__Consigne A__:
Les affirmations suivantes concordent-elles avec l'extrait sur la dissuasion nucléaire britannique ? (i) La dissuasion permanente exige au moins un sous-marin en patrouille. (ii) Le quatrième sous-marin est censé être en révision approfondie à la base de Faslane. (iii) Le HMS Vanguard est en révision approfondie depuis décembre 2015. Pour chacune, répondez par oui ou par non et citez les mots exacts de l'extrait qui tranchent.
__Consigne B__:
Recopiez fidèlement le passage de l'extrait sur la dissuasion nucléaire britannique qui commence par « Par Pacôme Sébastien » et se poursuit jusqu'à « d’engins (SNLE) . ».
__Consigne C__:
Rédigez la suite de l'extrait sur la dissuasion nucléaire britannique, à partir de sa dernière phrase.

Par Pacôme Sébastien

 

Selon un article[1] du laboratoire d’idées londonien International Institute for Strategic Studies daté du 22 mai dernier, la composante océanique de la dissuasion nucléaire outre-Manche serait en difficulté. Le Royaume-Uni maintient en effet une dissuasion permanente – la Continuous At-Sea Deterrence (CASD) – avec quatre sous-marins nucléaires lanceurs d’engins (SNLE) .

 

Tobias Ellwood, président de la commission spéciale pour la Défense de la Chambre des communes britannique (CASD), a indiqué dans une audition le 17 mars que deux des quatre SNLE ont été « hors de l’eau depuis plus d’une année »[2]. La CASD requiert au moins un submersible en patrouille (dont la sortie peut durer jusqu’à trois mois). Habituellement, un deuxième et un troisième sous-marin sont en entraînement en vue d’une patrouille prochaine, ou alors en maintenance à la base des sous-marins de Faslane en Ecosse. Le quatrième sous-marin est supposé être en phase de révision approfondie à la base de Devonport. Il semblerait que tant la maintenance que la révision approfondie aient subi des retards importants, entraînant une disponibilité moindre des SNLE. Par exemple, le HMS Vanguard est en révision approfondie depuis décembre 2015, pour une durée prévue de trois ans et demi ; la révision enregistre déjà un retard de plus d’un an et il n’est toujours pas certain que ce SNLE rejoigne la flotte cette année. Ces délais peuvent eux-mêmes décaler le calendrier de prise en charge des autres sous-marins. Des problèmes d’approvisionnement pour des composants clés auraient également retardé la révision des submersibles.

__Données fournies__:

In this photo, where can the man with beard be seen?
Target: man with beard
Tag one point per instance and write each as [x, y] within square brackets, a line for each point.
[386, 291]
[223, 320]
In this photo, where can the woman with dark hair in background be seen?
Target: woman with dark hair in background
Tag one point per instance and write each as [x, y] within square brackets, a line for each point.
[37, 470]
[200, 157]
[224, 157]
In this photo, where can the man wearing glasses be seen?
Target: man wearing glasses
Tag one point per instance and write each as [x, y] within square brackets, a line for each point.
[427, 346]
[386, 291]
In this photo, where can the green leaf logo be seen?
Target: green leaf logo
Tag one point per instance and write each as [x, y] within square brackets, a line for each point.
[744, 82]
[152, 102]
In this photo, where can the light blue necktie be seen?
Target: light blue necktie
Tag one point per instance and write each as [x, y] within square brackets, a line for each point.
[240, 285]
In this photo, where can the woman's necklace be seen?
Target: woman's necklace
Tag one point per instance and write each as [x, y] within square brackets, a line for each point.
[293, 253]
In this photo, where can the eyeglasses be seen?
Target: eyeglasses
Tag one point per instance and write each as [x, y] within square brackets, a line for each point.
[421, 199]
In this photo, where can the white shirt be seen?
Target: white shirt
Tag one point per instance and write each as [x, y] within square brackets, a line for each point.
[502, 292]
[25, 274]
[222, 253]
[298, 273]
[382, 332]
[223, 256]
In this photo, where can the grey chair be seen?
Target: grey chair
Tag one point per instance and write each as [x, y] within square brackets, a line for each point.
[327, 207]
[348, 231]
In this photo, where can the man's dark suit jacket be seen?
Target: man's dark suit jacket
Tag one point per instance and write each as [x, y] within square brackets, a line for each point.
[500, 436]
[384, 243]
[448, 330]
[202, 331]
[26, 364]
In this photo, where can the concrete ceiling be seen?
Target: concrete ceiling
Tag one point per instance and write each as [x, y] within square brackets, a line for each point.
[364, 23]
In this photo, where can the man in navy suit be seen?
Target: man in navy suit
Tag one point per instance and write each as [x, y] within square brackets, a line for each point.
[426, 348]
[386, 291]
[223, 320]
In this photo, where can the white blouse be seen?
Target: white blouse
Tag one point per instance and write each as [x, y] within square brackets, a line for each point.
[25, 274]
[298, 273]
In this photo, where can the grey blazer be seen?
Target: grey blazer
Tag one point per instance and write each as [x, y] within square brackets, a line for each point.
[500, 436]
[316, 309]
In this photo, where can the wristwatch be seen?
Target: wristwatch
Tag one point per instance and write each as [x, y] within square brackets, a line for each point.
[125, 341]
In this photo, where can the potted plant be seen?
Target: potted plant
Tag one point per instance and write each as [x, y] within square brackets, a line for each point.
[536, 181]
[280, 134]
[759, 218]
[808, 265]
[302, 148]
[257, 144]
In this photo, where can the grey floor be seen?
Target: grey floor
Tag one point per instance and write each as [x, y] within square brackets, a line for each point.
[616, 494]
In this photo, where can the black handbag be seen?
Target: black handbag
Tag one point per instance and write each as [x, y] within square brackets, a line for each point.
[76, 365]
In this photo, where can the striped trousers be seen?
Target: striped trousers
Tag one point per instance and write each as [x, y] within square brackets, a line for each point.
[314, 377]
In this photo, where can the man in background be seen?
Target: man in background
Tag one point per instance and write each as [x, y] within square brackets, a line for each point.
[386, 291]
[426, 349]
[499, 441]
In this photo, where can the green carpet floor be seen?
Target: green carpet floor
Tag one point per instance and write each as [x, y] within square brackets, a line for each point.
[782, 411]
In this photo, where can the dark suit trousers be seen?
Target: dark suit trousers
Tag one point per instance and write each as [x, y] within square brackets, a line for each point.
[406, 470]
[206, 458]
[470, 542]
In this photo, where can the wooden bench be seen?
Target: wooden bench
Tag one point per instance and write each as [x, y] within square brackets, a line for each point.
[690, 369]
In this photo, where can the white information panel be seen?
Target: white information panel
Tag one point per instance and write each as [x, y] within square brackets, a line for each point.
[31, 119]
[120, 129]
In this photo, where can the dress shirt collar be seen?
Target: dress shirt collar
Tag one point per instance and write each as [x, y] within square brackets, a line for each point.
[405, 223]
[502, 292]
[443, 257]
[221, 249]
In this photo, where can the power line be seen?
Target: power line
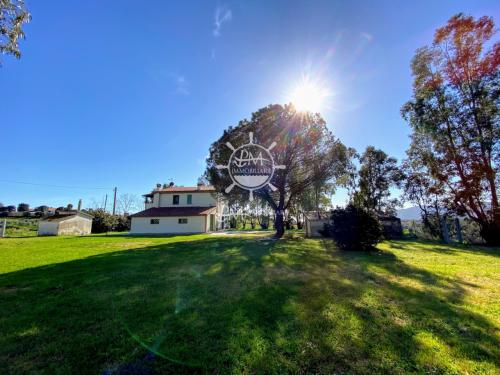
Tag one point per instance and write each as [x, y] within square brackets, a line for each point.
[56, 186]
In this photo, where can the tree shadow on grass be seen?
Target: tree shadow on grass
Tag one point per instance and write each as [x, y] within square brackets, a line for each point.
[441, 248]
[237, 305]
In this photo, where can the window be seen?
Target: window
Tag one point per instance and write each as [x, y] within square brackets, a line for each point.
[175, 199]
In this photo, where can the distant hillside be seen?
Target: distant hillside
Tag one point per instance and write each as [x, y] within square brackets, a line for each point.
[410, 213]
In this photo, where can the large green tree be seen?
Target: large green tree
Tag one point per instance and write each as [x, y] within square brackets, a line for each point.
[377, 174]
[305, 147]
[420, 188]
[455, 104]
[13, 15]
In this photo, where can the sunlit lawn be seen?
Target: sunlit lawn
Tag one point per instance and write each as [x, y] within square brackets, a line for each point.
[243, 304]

--

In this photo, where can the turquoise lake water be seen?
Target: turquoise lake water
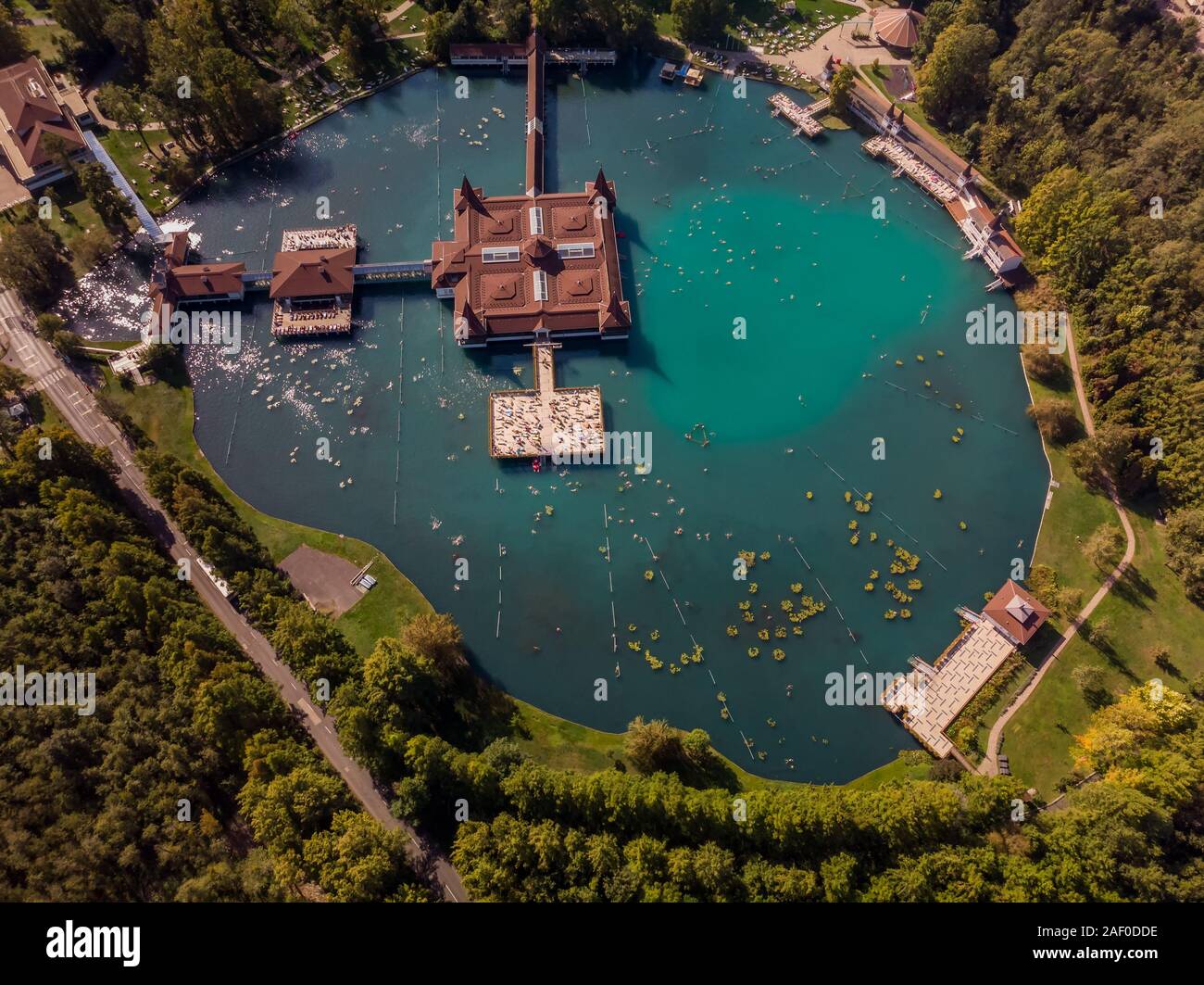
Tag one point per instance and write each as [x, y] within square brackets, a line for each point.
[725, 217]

--

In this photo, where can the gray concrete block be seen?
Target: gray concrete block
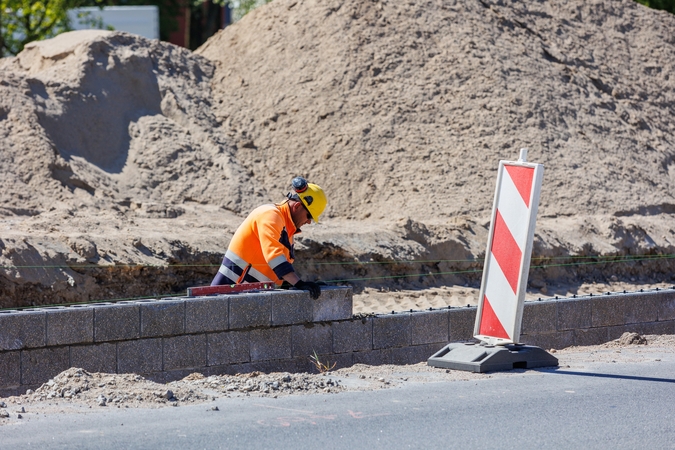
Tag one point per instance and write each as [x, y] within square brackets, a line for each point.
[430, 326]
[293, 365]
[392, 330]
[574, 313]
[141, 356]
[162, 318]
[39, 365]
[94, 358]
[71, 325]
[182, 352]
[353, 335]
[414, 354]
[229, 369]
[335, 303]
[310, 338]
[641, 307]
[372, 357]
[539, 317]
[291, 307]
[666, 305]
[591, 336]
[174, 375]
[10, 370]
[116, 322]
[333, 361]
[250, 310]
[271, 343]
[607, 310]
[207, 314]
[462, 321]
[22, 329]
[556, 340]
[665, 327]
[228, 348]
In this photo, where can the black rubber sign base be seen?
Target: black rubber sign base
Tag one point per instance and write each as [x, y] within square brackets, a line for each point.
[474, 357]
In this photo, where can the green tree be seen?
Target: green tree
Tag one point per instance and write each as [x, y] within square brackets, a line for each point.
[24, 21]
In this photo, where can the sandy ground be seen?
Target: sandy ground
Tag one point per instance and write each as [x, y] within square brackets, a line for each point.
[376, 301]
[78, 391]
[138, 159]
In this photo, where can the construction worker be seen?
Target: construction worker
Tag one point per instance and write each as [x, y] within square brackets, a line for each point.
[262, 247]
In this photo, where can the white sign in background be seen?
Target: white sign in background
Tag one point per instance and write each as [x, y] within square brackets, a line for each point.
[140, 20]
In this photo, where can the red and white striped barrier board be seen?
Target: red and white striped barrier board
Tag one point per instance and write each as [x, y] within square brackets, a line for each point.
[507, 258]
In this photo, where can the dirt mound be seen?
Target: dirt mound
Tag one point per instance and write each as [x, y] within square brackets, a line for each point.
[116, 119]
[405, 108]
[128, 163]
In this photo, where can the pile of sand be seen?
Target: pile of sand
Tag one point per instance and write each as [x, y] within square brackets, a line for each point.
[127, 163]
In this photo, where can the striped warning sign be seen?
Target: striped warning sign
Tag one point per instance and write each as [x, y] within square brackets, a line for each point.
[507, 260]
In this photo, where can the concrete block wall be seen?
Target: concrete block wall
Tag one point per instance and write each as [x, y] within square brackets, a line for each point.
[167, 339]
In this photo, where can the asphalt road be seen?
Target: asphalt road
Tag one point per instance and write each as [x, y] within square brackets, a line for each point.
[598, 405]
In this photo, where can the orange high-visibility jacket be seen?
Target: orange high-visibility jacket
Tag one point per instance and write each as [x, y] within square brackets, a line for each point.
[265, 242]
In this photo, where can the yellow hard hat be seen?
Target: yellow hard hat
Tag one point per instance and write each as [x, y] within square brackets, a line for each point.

__Espace de réponse A__:
(i) Oui : « La CASD requiert au moins un submersible en patrouille »
(ii) Non : « Le quatrième sous-marin est supposé être en phase de révision approfondie à la base de Devonport »
(iii) Oui : « le HMS Vanguard est en révision approfondie depuis décembre 2015 »

__Espace de réponse B__:
Par Pacôme Sébastien

 

Selon un article[1] du laboratoire d’idées londonien International Institute for Strategic Studies daté du 22 mai dernier, la composante océanique de la dissuasion nucléaire outre-Manche serait en difficulté. Le Royaume-Uni maintient en effet une dissuasion permanente – la Continuous At-Sea Deterrence (CASD) – avec quatre sous-marins nucléaires lanceurs d’engins (SNLE) .

__Espace de réponse C__:
 

Au-delà des difficultés techniques, le problème de la durée de vie des SNLE de classe Vanguard se pose. La nouvelle génération de SNLE Dreadnought est attendue au début des années 2030. Ceci implique que les SNLE de classe Vanguard doivent servir au moins 37 ans, c’est-à-dire bien au-delà des 25 ans de durée de vie initialement prévus lors de sa conception. En outre, si le ministère de la Défense britannique insiste sur le fait que le programme Dreadnought est en bonne voie, le National Audit Office, organe parlementaire indépendant d’inspection des administrations et des politiques publiques, note dans un rapport de 2018 que des risques subsistent sur ce programme. Le coût estimé est de 31 milliards de livres sterling aujourd’hui, incluant 10 milliards imprévus.

 

Par ailleurs, des investissements sont destinés à moderniser les infrastructures relatives à l’accueil et au soutien de la flotte de sous-marins nucléaires. Un rapport publié le 13 mai par la commission des comptes publics de la Chambre des communes met en exergue des délais et des surcoûts significatifs pour ces opérations[3].

 

S’ajoutent désormais les défis inhérents à la pandémie du Covid-19. A court terme, la marine anglaise a introduit de nouvelles règles de précautions, dont une période d’isolation, afin de protéger la santé des équipages et de maintenir les patrouilles. A long terme, les chantiers et les opérations de maintenance sont susceptibles de subir encore davantage de retards, entravant le maintien de la dissuasion permanente.

 

 

[1]« UK Nuclear Challenges: Keeping ‘CASD’ Afloat ». IISS.https://www.iiss.org/blogs/military-balance/2020/05/uk-nuclear-challenges-casd(consulté le 25 mai 2020).

 

[2]« Parliamentlive.tv ».https://parliamentlive.tv/Event/Index/328b5bee-268a-410b-8a06-2b1349c91f53(consulté le 25 mai 2020).

 

[3]« Defence Nuclear Infrastructure – Committees – UK Parliament ». https://committees.parliament.uk/work/36/defence-nuclear-infrastructure/ (consulté le 25 mai 2020).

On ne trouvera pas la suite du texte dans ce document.